RULE 1.17: SALE OF LAW PRACTICE

(a) Subject to the provisions of this rule, a lawyer or law firm may sell or purchase a law practice, including the good will of the practice. The law practice shall be sold in its entirety, except where a conflict of interest is present that prevents the transfer of representation of a client or class of clients. This rule shall not permit the sale or purchase of a law practice where the purchasing lawyer is buying the practice for the sole or primary purpose of reselling the practice to another lawyer or law firm.

(b) As used in this rule:

(1) “Purchasing lawyer” means either an individual lawyer or a law firm;

(2) “Selling lawyer” means an individual lawyer, a law firm, the estate of a deceased lawyer, or the representatives of a disabled or disappeared lawyer.

(c) The selling lawyer and the prospective purchasing lawyer may engage in general discussions regarding the possible sale of a law practice. Before the selling lawyer may provide the prospective purchasing lawyer with information relative to client representation or confidential material contained in client files, the selling lawyer shall require the prospective purchasing lawyer to execute a confidentiality agreement. The confidentiality agreement shall bind the prospective purchasing lawyer to preserve information relating to the representation of the clients of the selling lawyer, consistent with Rule 1.6, as if those clients were clients of the prospective purchasing lawyer.

(d) The selling lawyer and the purchasing lawyer may negotiate the terms of the sale of a law practice, subject to all of the following:

(1) The sale agreement shall include a statement by selling lawyer and purchasing lawyer that the purchasing lawyer is purchasing the law practice in good faith and with the intention of delivering legal services to clients of the selling lawyer and others in need of legal services.

(2) The sale agreement shall provide that the purchasing lawyer will honor any fee agreements between the selling lawyer and the clients of the selling lawyer relative to legal representation that is ongoing at the time of the sale. The purchasing lawyer may negotiate fees with clients of the selling lawyer for legal representation that is commenced after the date of the sale.

**Dataset excerpt**
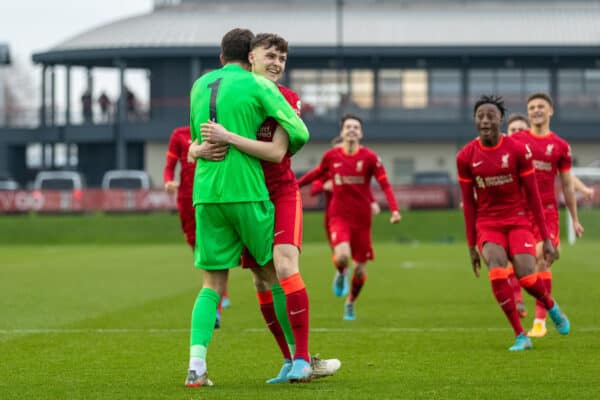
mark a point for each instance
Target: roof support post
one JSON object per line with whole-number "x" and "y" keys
{"x": 43, "y": 97}
{"x": 68, "y": 95}
{"x": 120, "y": 150}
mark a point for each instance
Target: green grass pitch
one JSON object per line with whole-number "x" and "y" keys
{"x": 111, "y": 322}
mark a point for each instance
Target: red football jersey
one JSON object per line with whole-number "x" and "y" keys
{"x": 495, "y": 173}
{"x": 278, "y": 175}
{"x": 551, "y": 154}
{"x": 351, "y": 175}
{"x": 179, "y": 144}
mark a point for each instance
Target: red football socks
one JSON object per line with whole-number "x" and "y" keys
{"x": 297, "y": 307}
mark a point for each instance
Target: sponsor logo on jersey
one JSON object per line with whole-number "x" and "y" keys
{"x": 528, "y": 155}
{"x": 359, "y": 165}
{"x": 505, "y": 160}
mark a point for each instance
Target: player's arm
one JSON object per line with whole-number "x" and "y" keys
{"x": 467, "y": 188}
{"x": 277, "y": 107}
{"x": 207, "y": 151}
{"x": 570, "y": 200}
{"x": 585, "y": 190}
{"x": 171, "y": 162}
{"x": 381, "y": 177}
{"x": 269, "y": 151}
{"x": 568, "y": 185}
{"x": 526, "y": 173}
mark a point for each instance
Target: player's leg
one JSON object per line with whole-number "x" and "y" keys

**SET PROBLEM 1**
In the rule on the sale of a law practice, what must the selling lawyer require the prospective purchasing lawyer to execute before sharing confidential material from client files?
**SET PROBLEM 2**
Return the passage of the rule on the sale of a law practice starting at "(1) The sale" and ending at "date of the sale.".
The material is not needed for the tasks.

**COMPLETE OUTPUT 1**
A confidentiality agreement.

**COMPLETE OUTPUT 2**
(1) The sale agreement shall include a statement by selling lawyer and purchasing lawyer that the purchasing lawyer is purchasing the law practice in good faith and with the intention of delivering legal services to clients of the selling lawyer and others in need of legal services.

(2) The sale agreement shall provide that the purchasing lawyer will honor any fee agreements between the selling lawyer and the clients of the selling lawyer relative to legal representation that is ongoing at the time of the sale. The purchasing lawyer may negotiate fees with clients of the selling lawyer for legal representation that is commenced after the date of the sale.